____ SELECTION
The Rise of The Regency

With Bridgerton and ITV's adaptation of Austen’s unfinished last novel Sanditon, creating more waves than the fictional town, it seems that Regency is coming out as the new belle of the ball. During lockdown, when Bridgerton dropped on Netflix, it generated more talk than Lady Whistledown as the twitterati were all a flap. In 2019, Sanditon was scrapped by ITV, only to be revived after a year of lockdown saw viewers flock to Bridgerton’s ball. The rise of the Regency, it seems, has never been more apparent. However, our revelling in Regency has not been restricted to bonnet binging, it seems our spare time has also taken us back in time.  

 It seems we are not content with revelling in Regency romance, we are also emulating their pastimes. A recent survey of a 1,000 woman revealed an increase in many traditional Regency pastimes. During lockdown, our social activities altered, there was an increase in reading, gardening, painting, sketching, Knitting, crochet, and embroidery. It seems we are all looking back to find our way forward. The reason for this? Well, there are many similarities between the lockdown situation we endured and the Regency period, particularly for women. With the morning commute removed, and after office drinks crossed off the diary, we were left with more hours in the day. The removal of the water cooler catchups meant the combination of more time to mourn the loss of our social interaction. Like our Regency ancestor’s, women had more time to think, ponder and dream of what might have been.
________
____ ROWS
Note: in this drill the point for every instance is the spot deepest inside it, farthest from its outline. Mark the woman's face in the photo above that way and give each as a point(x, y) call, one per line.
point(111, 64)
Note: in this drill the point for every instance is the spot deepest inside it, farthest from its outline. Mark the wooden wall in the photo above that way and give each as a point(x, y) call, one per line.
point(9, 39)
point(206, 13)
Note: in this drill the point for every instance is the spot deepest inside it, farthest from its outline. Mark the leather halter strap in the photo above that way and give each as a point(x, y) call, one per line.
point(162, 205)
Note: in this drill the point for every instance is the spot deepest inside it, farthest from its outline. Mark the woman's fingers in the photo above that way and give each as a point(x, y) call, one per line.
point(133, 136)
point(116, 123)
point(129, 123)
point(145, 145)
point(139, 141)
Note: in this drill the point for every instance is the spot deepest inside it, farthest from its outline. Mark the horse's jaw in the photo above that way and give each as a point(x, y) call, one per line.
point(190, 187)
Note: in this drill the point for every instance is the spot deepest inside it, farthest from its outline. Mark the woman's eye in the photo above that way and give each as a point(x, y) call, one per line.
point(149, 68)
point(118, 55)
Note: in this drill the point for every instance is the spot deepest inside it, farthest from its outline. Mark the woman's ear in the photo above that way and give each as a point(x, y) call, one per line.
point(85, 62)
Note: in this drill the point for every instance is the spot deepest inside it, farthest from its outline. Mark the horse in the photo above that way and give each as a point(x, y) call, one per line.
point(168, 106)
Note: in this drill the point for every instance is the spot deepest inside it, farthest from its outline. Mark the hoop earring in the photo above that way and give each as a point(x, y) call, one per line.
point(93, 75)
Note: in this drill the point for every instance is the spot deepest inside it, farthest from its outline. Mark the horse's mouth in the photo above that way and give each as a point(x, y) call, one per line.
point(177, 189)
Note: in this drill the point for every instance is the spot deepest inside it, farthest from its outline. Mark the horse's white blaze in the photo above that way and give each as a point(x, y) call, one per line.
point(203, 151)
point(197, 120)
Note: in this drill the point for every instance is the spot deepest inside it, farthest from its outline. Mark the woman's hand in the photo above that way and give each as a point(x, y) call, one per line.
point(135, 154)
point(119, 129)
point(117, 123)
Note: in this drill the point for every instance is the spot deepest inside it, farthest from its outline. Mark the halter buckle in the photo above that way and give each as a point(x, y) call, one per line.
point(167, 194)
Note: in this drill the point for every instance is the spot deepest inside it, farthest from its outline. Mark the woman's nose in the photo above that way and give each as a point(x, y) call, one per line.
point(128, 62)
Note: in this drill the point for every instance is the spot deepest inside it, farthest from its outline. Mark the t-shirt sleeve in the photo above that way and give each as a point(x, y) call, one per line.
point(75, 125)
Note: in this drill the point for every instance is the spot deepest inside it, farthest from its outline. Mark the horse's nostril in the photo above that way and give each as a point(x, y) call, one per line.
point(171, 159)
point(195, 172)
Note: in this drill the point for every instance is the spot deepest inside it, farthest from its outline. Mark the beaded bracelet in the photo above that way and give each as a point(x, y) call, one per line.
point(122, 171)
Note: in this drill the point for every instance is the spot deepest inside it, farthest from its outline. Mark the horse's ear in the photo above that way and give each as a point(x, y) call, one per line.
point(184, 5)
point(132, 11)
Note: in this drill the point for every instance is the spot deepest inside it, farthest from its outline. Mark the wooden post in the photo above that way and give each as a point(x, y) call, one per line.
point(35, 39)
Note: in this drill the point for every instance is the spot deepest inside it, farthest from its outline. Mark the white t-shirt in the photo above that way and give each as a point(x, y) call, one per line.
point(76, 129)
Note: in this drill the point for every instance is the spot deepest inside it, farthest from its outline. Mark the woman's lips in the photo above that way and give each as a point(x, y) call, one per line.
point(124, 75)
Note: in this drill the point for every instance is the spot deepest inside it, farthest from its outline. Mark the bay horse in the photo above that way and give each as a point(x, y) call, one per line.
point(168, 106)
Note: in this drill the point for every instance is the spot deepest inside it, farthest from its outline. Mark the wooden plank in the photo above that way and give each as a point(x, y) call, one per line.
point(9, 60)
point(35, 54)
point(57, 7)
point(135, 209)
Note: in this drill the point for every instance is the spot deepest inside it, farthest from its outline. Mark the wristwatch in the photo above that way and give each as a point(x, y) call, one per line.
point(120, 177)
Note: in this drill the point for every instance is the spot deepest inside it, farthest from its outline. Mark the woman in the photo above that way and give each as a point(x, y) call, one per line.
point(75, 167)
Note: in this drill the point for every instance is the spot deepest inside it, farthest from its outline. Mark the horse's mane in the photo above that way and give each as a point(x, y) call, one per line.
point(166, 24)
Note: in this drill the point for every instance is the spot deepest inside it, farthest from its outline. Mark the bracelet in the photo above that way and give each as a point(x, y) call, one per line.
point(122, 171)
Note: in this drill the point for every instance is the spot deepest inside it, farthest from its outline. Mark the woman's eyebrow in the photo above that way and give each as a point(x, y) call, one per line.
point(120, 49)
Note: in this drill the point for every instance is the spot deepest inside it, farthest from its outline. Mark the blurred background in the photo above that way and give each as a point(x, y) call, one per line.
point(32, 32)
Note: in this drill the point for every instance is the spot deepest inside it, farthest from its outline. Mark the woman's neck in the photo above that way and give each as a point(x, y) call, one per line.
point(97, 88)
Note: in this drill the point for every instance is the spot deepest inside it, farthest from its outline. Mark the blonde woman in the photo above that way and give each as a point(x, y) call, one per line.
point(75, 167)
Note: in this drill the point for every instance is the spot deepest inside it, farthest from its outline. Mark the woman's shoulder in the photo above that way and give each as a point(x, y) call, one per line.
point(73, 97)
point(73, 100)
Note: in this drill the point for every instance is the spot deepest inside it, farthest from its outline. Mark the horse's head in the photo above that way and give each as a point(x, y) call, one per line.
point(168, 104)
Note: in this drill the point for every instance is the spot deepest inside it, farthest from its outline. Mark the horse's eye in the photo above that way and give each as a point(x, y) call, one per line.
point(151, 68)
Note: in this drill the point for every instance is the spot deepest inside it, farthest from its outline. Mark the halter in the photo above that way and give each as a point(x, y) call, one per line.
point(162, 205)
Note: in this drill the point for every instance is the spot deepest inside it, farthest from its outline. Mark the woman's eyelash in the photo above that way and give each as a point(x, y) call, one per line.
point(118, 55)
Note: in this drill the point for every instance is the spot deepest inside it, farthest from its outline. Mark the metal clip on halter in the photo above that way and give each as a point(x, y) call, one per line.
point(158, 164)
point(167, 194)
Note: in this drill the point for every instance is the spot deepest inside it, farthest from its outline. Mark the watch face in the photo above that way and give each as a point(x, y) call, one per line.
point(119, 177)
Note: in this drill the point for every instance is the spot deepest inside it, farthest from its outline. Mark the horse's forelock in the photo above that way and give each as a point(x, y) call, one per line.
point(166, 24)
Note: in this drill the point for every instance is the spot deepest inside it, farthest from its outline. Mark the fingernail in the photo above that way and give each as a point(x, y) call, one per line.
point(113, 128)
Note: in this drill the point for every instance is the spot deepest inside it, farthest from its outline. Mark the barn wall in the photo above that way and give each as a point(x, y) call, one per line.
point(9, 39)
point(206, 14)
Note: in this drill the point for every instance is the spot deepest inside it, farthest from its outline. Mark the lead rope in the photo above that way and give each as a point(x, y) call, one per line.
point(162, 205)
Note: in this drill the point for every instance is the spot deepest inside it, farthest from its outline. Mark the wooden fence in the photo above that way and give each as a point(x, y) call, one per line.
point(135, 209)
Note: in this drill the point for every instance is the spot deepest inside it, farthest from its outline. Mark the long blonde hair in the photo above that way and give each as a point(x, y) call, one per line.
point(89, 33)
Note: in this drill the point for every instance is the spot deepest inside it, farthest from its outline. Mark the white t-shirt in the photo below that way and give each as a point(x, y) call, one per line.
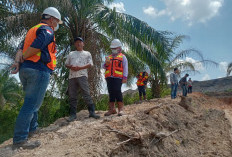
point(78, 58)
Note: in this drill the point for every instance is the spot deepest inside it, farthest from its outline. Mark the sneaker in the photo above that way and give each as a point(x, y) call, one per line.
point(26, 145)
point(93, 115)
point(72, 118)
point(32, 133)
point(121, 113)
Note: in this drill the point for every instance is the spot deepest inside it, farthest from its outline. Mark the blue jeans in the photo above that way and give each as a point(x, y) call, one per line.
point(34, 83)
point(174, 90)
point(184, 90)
________
____ ROWS
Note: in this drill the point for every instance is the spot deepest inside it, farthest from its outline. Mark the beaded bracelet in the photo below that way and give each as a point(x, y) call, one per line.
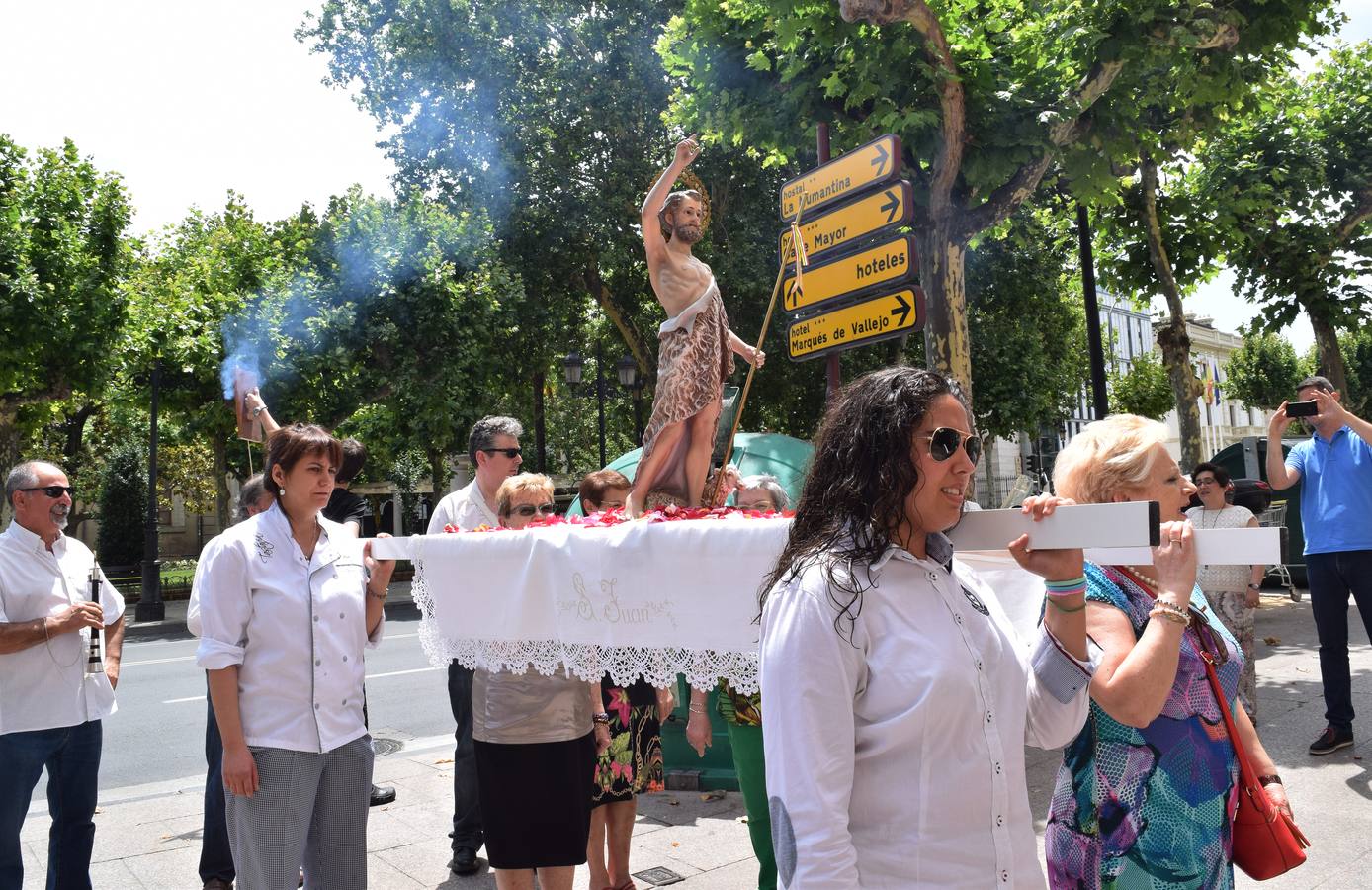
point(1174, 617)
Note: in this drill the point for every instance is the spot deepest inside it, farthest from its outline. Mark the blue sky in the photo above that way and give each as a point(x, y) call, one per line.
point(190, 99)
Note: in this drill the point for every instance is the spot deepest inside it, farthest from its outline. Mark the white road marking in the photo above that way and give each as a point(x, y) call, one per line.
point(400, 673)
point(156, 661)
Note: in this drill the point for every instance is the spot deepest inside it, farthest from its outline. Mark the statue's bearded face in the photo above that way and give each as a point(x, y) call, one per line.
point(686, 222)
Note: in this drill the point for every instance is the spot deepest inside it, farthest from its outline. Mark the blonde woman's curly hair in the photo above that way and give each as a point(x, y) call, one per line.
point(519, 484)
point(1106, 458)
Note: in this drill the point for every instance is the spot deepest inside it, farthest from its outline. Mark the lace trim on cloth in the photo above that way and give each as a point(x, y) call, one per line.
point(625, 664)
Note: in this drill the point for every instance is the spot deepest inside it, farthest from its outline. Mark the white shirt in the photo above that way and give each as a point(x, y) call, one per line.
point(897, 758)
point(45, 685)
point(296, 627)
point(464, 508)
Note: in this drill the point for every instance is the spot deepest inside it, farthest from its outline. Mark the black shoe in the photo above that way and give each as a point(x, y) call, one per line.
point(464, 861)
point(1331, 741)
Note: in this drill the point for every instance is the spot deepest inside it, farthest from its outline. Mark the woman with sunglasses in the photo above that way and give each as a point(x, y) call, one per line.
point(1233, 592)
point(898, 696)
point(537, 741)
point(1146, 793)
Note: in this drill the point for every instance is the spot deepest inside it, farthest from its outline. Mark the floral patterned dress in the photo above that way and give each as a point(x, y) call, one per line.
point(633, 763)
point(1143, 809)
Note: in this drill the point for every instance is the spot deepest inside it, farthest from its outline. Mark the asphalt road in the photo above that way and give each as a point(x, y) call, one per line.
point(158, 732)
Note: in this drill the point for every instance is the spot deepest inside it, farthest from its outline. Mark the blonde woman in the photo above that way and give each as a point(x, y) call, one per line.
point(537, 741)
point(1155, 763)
________
#### SHORT TASK
For each statement below, say yes or no to whether it agrees with the article on the rise of the Regency, and quote the article's deciding words. (a) ITV scrapped Sanditon in 2019. (b) Bridgerton was first shown on ITV. (c) Gardening was one of the activities that increased during lockdown.

#### CORRECT OUTPUT
(a) Yes: "In 2019, Sanditon was scrapped by ITV"
(b) No: "when Bridgerton dropped on Netflix"
(c) Yes: "there was an increase in reading, gardening"